* [PROMPT]
Reproduce each of the items below verbatim, leaving every line unchanged.

----

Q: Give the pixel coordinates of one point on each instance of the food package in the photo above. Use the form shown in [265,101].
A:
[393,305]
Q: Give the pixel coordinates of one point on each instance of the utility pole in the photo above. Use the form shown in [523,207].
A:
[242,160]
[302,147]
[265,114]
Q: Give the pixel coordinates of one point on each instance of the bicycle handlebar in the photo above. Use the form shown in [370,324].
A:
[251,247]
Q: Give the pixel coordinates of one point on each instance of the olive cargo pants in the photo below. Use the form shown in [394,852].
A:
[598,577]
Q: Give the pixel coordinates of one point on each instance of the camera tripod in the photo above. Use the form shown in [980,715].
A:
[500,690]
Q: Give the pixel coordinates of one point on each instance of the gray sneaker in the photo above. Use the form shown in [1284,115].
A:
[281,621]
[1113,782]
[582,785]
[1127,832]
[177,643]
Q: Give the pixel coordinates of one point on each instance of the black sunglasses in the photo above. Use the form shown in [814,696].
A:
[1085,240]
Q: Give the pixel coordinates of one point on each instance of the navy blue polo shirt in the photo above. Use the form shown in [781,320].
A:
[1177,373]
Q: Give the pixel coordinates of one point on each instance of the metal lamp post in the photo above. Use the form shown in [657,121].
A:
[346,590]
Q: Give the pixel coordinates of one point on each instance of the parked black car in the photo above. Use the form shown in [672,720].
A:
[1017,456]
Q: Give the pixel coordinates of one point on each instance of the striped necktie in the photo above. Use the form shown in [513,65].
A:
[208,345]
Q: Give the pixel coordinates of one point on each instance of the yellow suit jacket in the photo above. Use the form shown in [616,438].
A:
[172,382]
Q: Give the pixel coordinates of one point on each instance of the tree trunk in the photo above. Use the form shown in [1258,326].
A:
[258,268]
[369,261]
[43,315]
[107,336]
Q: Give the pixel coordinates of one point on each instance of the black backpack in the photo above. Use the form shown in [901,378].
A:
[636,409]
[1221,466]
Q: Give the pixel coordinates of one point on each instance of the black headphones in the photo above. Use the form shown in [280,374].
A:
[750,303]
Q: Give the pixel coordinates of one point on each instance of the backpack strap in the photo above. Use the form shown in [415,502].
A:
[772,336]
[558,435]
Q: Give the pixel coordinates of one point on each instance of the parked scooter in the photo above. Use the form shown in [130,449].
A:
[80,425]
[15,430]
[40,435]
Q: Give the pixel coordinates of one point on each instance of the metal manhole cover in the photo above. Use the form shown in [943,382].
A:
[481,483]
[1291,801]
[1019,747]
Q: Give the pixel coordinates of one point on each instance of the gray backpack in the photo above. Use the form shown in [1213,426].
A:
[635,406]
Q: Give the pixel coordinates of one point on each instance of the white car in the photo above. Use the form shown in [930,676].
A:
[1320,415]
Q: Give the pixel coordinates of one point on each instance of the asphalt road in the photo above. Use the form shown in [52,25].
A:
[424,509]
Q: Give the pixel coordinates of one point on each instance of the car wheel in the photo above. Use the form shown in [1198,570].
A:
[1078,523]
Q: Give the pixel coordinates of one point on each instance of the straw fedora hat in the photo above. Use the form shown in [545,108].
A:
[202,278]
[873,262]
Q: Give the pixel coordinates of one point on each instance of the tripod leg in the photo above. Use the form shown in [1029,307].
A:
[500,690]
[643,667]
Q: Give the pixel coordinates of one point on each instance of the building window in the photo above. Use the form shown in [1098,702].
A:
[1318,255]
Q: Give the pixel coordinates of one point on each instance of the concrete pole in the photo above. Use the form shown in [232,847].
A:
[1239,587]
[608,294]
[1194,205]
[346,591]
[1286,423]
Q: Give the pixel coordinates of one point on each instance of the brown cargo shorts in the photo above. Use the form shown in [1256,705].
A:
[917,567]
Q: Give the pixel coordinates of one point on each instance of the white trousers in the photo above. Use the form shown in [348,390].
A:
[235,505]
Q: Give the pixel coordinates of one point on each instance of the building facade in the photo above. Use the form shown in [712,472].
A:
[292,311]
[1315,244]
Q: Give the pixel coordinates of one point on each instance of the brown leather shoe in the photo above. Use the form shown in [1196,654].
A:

----

* [COMPLETE OUTPUT]
Q: Give the pixel coordinates of one point on each instance of the food package in the photo above. Use the form shown in [265,101].
A:
[393,305]
Q: Give the pixel coordinates of one point on each instance of the utility pole in the photo above. Use the form shown in [523,207].
A:
[242,160]
[302,147]
[265,114]
Q: Give the pixel coordinates of one point on each instance of the bicycle handlebar in the photo above. Use the form shown in [370,324].
A:
[251,247]
Q: Give the pixel coordinates of one point on each instance of the olive cargo pants in the photo below. Use the form shown in [394,852].
A:
[598,577]
Q: Give the pixel coordinates of one point on each instance of the camera tripod in the photo above. Use the form shown in [980,715].
A:
[500,690]
Q: Give the pixel coordinates of one point on each instance of the gray sneaker in the photo above. Use the form shown in [1284,115].
A:
[281,621]
[1113,782]
[582,785]
[1127,832]
[177,643]
Q: Give the pixel coordinates of one point on each instance of the black sunglasses in the photo above. Use the form shown in [814,696].
A:
[1085,240]
Q: Give the pixel coordinates of one point on each instance of the navy blue polo shirt in the photo above. Use the form shown in [781,320].
A:
[1177,373]
Q: Give the pixel coordinates of one point on each instance of the metal lamp post in the photo above. Use the form shown in [657,121].
A:
[346,590]
Q: Give the pixel coordinates of one point on each instance of the parked black car in the photo above. Use the form shown in [672,720].
A:
[1017,456]
Q: Give the pixel coordinates of one point on each instance of the striped necktie in the photo above. Use the form shown in [513,65].
A:
[208,345]
Q: Give the pixel coordinates of one point on each instance of the yellow suit jacket in the photo above. Use the form shown in [616,438].
A:
[172,382]
Q: Give the pixel coordinates of one point on each instance of the tree trunk in the photo above. Use the form shown in [1258,326].
A:
[258,268]
[369,261]
[43,315]
[107,336]
Q: Give the pixel coordinates of one point on each instance of the black backpack in the photo above. Use the form shown in [901,378].
A:
[636,409]
[1221,466]
Q: Give the pixel coordinates of one point on each instance of the black headphones in the photo above. Use the form shown in [280,374].
A:
[750,303]
Q: Give the pixel coordinates of one point on each instance of the backpack strap in the photo above. Use the form shown in [415,502].
A:
[772,336]
[558,435]
Q: Give the pixel coordinates of one point on each instance of the parked scooter in the photo above. Use the form shown in [130,449].
A:
[80,425]
[15,430]
[40,435]
Q: Give the pixel coordinates of one point on each instance of the metal manhole cover in the photo above. Use the form shown in [943,382].
A:
[481,483]
[1291,801]
[1019,747]
Q: Give the pixel coordinates of one point on each instance of the gray backpack in the photo above. Use the form shown in [1213,426].
A:
[635,406]
Q: Give the pixel coordinates of one point on each instance of the white car in the photo above. Use the form shown in [930,676].
A:
[1320,415]
Q: Give the pixel coordinates of one point on each instance of the asphalt road in the photo above. Use the form shown in [52,25].
A:
[424,509]
Q: Give the pixel coordinates of one point on each instance of the car wheel in the photo above. Use the form shown in [1198,570].
A:
[1078,523]
Q: Give the pixel coordinates of one point on each instance of the straw fedora hat in the photo above. Use the form shown in [545,108].
A:
[202,278]
[873,262]
Q: Give the pixel coordinates of one point on each instance of the tripod leg in the photo above. Use the form shown in [1029,307].
A:
[500,690]
[643,667]
Q: Give the pixel coordinates of one point on each instance of the building window in the photo above. Use the form shown in [1098,702].
A:
[1318,255]
Q: Give the pixel coordinates of one point on each instance of the concrete pole in the photo above. Use the form shown in [232,847].
A:
[1239,587]
[608,294]
[1194,205]
[346,591]
[1286,423]
Q: Give the pixel coordinates of one point on each instance of the brown cargo shorts in the photo above. Use the form shown in [1256,705].
A:
[917,567]
Q: Give the pixel coordinates of one point on each instance of the white trousers in the photo above. Use the form shown in [348,390].
A:
[235,505]
Q: Give the pixel coordinates of one point on each instance of the building facade in the photo above. Use the form shown in [712,472].
A:
[292,311]
[1315,244]
Q: Give the pixel coordinates of one point on each instance of the brown leather shoe in the photo above. Use the form shown in [1196,654].
A:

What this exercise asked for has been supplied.